··· EXERCISE DATA ···

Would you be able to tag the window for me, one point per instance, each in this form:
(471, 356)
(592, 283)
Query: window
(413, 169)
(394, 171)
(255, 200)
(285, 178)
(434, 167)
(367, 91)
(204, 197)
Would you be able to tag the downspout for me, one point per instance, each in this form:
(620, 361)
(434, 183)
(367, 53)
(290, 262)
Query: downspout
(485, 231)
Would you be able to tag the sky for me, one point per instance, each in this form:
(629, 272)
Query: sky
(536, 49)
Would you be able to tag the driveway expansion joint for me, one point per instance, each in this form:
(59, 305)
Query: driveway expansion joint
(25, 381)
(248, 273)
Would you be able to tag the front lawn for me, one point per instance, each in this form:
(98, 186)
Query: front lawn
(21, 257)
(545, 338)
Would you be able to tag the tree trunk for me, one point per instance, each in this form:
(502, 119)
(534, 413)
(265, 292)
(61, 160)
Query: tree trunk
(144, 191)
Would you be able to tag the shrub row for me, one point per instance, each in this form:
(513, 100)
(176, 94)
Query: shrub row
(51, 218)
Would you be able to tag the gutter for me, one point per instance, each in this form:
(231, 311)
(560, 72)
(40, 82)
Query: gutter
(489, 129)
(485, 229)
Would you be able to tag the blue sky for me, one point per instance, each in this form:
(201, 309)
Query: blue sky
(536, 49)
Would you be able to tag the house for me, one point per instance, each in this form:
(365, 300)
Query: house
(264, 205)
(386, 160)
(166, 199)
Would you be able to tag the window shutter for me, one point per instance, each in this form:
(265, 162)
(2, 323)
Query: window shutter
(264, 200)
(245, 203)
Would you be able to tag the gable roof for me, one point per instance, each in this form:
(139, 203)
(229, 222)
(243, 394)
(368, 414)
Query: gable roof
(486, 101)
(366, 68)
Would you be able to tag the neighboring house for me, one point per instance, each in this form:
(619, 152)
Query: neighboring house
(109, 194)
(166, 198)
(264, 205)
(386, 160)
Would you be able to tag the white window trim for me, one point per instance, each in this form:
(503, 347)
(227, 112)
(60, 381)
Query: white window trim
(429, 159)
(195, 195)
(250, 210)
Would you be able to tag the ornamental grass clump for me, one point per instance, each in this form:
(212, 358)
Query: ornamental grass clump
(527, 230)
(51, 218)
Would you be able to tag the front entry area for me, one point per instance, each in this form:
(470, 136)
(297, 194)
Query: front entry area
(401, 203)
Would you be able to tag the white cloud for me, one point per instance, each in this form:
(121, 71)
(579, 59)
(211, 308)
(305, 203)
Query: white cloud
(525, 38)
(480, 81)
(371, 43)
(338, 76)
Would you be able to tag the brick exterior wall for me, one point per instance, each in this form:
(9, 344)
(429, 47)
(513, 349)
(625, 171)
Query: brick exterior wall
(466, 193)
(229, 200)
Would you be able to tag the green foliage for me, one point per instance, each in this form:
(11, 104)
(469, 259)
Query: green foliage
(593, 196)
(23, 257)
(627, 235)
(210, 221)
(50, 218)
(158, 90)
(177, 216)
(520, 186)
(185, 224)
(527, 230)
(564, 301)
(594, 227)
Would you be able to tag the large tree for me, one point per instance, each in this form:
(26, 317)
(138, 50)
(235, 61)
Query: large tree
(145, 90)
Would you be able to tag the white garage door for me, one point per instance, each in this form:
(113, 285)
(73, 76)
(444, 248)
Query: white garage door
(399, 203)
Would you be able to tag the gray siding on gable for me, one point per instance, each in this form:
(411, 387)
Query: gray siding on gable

···

Set down the data once more, word for word.

[TASK ANSWER]
Would you be able to tag the window for me, one point per instance, each in this form:
(471, 356)
(592, 283)
Query: window
(413, 169)
(394, 171)
(255, 200)
(285, 178)
(434, 167)
(367, 91)
(204, 197)
Would you be able to tag the downspout for me, one point per instance, each in this form:
(620, 361)
(434, 183)
(367, 53)
(290, 262)
Query: downspout
(485, 231)
Would you be able to tag the sky for me, one point per instance, each in this form:
(629, 272)
Query: sky
(536, 49)
Would you be able to tag the driveway expansion joint for me, one point per instance, each in this form:
(59, 305)
Query: driveway expansion joint
(25, 381)
(248, 273)
Would you be able to tag the front lawn for me, one point per instance, each in this form:
(98, 186)
Query: front lawn
(21, 257)
(545, 338)
Would you be able to tag the tree trunk for me, one point per instance, each in this form:
(502, 119)
(534, 413)
(265, 292)
(61, 160)
Query: tree trunk
(144, 191)
Would you be able to tag the shrub row for me, one point per instance, each in this form:
(513, 100)
(176, 94)
Query: shrub row
(51, 218)
Would you be able to tag the gutter for me, one point per instance, each in this form:
(231, 311)
(560, 72)
(40, 82)
Query: gutter
(489, 129)
(485, 229)
Would you be able to tag the blue sky for me, one point per instance, each in this form:
(201, 309)
Query: blue sky
(536, 49)
Would you be able to tag the house for me, one point per instance, each in this form:
(365, 300)
Query: house
(264, 205)
(386, 160)
(166, 199)
Would you be able to tag the window shutter for me, one point per instance, each in this form:
(265, 162)
(2, 323)
Query: window shutter
(264, 200)
(245, 203)
Would you be able to tag the gable roof for me, one point per instance, each in this form:
(139, 203)
(229, 222)
(243, 394)
(368, 414)
Query: gable roof
(486, 101)
(366, 68)
Would you be able to tag the neighboring house for me, one point per instance, each in this form:
(619, 152)
Query: neighboring house
(109, 194)
(166, 198)
(264, 205)
(386, 160)
Would you be able to tag the white window trim for me, one point per instance, each in this form:
(503, 347)
(227, 112)
(60, 381)
Query: white window trim
(429, 159)
(195, 195)
(250, 210)
Would you be able to tag the ornamental grass clump for me, one point per instance, each in this form:
(212, 358)
Query: ornamental grass clump
(527, 230)
(51, 218)
Would you be able to tag the front entry area for me, one point per instance, each in this form:
(470, 136)
(297, 194)
Query: front entry area
(401, 203)
Would you be able to tag the white cloud for me, one point per instance, each in this form:
(121, 71)
(579, 59)
(211, 308)
(305, 203)
Query: white cloud
(525, 38)
(480, 81)
(371, 43)
(338, 76)
Would you be able to tag the brick exterior wall for me, one point per instance, each in this form:
(9, 344)
(429, 47)
(513, 349)
(625, 171)
Query: brick exterior wall
(466, 193)
(229, 200)
Would you be able to tag the green foliage for me, one point per instance, each in this form:
(11, 104)
(469, 259)
Query: green foliage
(593, 196)
(23, 257)
(627, 235)
(210, 221)
(50, 218)
(158, 90)
(177, 216)
(520, 186)
(185, 224)
(527, 230)
(564, 301)
(594, 227)
Would you be able to tag the large tree for me, one point per instance, each in this form:
(26, 317)
(138, 50)
(235, 61)
Query: large tree
(145, 90)
Would you be able to tag the white garage door for me, one point per instance, each in this form:
(113, 285)
(73, 76)
(444, 248)
Query: white garage door
(399, 203)
Would you be able to tag the gray siding on gable for me, one point per instance, each in this form:
(411, 387)
Query: gray siding on gable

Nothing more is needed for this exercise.